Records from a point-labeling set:
===
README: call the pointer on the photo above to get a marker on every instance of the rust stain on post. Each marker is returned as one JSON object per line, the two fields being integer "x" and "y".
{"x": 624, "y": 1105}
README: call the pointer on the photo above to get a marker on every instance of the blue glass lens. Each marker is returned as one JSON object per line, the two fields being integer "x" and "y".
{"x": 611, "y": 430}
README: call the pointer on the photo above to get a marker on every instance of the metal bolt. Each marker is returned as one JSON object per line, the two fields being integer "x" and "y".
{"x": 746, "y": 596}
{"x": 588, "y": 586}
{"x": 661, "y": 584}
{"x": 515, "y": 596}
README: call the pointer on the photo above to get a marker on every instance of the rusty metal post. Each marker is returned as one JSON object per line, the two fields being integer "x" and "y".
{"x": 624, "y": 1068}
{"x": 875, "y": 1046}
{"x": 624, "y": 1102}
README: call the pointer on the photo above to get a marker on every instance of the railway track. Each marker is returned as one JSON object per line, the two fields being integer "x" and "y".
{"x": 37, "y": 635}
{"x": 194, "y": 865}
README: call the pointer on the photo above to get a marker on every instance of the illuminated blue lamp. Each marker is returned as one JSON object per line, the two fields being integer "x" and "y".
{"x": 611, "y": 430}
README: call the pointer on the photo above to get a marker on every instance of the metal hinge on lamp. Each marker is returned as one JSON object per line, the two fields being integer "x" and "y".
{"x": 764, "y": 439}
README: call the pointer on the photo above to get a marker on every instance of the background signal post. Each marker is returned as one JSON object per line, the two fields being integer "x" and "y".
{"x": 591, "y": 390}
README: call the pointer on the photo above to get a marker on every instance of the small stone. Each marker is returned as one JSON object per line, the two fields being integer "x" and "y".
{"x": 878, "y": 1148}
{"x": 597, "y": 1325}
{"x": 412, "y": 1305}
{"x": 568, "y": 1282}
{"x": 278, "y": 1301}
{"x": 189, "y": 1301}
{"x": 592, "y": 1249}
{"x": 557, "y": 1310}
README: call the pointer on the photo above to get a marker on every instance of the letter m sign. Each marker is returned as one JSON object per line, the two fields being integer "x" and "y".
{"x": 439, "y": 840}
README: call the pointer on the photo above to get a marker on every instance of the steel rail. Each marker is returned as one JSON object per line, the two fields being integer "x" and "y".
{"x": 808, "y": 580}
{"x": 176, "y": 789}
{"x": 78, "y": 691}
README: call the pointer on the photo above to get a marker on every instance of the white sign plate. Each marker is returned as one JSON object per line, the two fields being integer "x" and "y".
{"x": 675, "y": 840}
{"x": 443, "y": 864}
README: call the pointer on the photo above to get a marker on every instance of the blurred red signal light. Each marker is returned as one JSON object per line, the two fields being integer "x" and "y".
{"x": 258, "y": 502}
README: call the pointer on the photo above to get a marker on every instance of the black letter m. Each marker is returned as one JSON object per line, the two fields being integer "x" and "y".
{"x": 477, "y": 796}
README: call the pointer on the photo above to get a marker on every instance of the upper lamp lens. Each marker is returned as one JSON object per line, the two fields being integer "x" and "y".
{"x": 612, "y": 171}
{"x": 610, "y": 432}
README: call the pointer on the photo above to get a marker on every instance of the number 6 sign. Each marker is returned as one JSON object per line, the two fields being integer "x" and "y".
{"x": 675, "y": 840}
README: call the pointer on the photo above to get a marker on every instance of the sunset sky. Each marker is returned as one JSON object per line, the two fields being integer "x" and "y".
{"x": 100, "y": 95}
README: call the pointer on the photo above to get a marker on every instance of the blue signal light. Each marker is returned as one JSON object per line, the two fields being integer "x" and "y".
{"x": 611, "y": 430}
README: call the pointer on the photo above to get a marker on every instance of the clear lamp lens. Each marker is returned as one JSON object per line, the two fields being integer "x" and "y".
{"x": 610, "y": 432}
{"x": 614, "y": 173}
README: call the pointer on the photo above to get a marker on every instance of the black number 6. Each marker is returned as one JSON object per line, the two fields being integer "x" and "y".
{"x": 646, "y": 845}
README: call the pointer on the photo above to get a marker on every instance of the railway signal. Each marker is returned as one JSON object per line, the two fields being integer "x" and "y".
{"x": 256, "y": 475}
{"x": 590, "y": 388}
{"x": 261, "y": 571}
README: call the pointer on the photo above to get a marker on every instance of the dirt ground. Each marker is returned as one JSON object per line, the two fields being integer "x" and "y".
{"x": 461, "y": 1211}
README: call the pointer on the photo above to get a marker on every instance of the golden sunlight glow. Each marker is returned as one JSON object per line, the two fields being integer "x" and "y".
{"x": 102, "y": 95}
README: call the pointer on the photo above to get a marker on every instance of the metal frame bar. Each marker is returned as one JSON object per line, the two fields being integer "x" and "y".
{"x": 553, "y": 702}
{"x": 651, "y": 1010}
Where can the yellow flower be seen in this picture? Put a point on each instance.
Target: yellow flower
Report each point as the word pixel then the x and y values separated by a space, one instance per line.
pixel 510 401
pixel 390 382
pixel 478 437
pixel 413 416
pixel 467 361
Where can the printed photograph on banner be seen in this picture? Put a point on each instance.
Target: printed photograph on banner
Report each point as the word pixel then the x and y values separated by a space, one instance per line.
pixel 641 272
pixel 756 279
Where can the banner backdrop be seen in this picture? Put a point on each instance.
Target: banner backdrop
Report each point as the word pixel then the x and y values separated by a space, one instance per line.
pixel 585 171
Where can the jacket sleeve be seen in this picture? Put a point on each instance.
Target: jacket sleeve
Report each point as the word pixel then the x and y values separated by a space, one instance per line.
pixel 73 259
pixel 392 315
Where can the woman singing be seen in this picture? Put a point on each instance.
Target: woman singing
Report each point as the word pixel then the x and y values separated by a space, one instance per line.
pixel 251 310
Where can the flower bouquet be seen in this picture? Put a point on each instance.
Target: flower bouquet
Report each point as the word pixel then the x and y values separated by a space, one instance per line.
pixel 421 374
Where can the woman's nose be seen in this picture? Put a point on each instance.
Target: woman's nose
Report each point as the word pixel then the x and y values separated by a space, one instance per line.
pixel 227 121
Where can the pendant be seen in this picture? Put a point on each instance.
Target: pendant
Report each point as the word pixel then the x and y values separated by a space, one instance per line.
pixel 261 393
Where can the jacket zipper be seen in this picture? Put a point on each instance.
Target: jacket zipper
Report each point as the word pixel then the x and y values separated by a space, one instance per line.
===
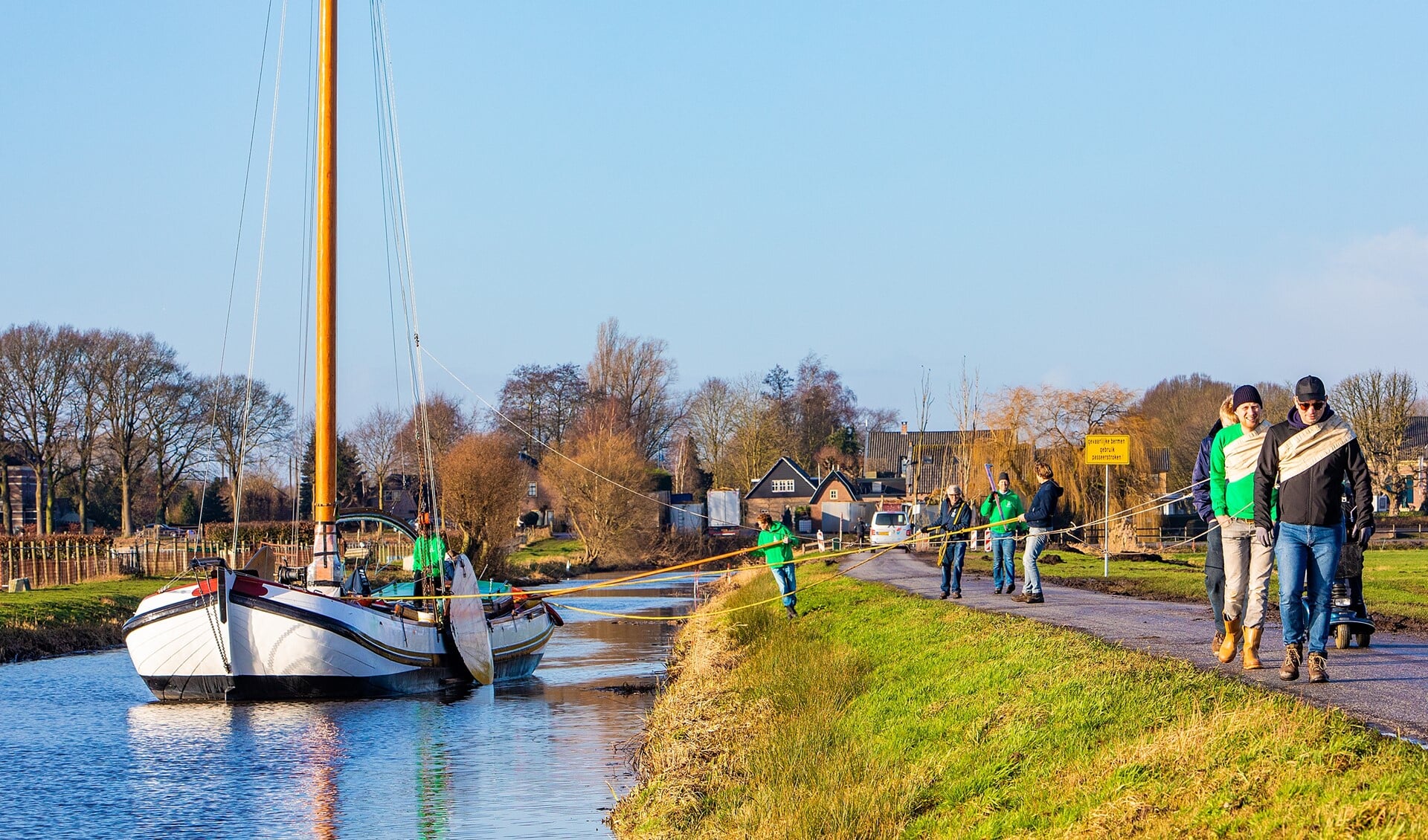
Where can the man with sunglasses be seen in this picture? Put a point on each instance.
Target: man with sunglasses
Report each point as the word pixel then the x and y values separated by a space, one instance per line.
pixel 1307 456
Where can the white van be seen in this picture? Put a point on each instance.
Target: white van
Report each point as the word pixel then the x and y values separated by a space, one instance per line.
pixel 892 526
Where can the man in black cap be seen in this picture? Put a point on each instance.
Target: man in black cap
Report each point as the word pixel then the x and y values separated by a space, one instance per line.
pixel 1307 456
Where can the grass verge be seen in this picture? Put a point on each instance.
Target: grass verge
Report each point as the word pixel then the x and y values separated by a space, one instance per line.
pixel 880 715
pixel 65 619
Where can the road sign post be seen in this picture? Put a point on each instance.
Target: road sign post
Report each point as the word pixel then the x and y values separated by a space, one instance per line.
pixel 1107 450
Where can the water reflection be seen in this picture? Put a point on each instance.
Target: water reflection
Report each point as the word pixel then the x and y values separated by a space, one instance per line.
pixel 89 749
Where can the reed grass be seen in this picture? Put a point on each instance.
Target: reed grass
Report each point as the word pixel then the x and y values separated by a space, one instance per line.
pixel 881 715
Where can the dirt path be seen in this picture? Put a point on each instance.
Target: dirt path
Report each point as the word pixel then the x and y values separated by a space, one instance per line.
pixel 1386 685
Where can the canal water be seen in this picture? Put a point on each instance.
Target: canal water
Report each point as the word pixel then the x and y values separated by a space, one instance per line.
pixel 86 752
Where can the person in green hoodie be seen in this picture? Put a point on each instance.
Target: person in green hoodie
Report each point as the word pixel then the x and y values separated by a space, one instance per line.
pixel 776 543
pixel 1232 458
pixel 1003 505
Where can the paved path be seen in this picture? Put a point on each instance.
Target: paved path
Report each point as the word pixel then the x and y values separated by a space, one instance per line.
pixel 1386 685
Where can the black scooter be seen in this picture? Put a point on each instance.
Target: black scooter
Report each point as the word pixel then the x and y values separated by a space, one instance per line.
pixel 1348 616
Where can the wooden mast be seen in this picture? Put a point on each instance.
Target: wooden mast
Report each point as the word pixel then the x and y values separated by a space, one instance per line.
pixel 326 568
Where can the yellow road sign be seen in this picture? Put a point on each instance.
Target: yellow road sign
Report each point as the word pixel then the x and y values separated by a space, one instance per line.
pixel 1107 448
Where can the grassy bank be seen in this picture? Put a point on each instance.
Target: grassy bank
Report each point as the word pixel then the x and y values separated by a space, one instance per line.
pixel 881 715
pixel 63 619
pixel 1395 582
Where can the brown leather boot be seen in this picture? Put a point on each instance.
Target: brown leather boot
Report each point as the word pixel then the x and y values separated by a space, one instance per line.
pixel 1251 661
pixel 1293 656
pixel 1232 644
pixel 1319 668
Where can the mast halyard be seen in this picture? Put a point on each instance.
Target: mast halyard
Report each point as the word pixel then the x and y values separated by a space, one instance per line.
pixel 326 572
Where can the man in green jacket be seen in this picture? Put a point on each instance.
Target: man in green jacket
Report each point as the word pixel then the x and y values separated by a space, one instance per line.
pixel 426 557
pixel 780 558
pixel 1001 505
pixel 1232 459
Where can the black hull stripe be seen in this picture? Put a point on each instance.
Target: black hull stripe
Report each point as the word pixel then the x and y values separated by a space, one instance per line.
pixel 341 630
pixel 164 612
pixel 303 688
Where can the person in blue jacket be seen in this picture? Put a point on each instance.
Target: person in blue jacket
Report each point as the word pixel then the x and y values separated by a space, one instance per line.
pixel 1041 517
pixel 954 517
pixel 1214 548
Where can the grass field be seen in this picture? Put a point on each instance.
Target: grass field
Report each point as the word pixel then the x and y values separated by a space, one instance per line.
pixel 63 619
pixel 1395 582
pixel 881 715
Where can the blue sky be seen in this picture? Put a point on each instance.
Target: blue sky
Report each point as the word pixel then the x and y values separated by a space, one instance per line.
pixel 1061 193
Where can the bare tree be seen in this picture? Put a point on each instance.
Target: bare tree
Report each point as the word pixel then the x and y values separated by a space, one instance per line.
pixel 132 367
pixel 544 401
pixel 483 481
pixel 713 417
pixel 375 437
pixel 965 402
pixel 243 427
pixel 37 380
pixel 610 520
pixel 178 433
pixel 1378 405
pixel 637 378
===
Written exercise:
From the items above, return verbatim the lines that open with the line containing "Where can the mast" and close with the line containing "pixel 1061 193", including both of those lines.

Final result:
Where can the mast halyard be seen in this picture? Put a point on each instance.
Target: mast halyard
Report each point as the word pixel then the x and y values separated by a space, one instance per line.
pixel 326 572
Where can the man in green jacket be seen in this picture? Put a point on each instance.
Target: man in green jacket
Report each point as the word pixel then the x and y values separated by a space, one instance per line.
pixel 426 557
pixel 780 558
pixel 1001 505
pixel 1232 459
Where can the black hull stripe be seen in this picture? Put a point on each instance.
Target: black hull stripe
Report each point as the word pixel then the x and y values separated by a space, one instance per line.
pixel 341 630
pixel 164 612
pixel 303 688
Where can the person in blue jacket be seen in this picture? Put a point on each instance.
Target: person in blue jacket
Report each point as the word pixel then the x and y values separated by a space, one instance per line.
pixel 1041 517
pixel 954 517
pixel 1214 548
Where can the grass field be seen in this picture? Put a point on each instance.
Target: grass field
Report each point as the word pixel then the x and y values separated by a space, one instance per line.
pixel 63 619
pixel 1395 582
pixel 881 715
Where can the blue sky be seen in this picture? Put a point on each instance.
Target: blue sky
Report each point as the word pixel then the x and y values separated by a space, one instance per line.
pixel 1061 193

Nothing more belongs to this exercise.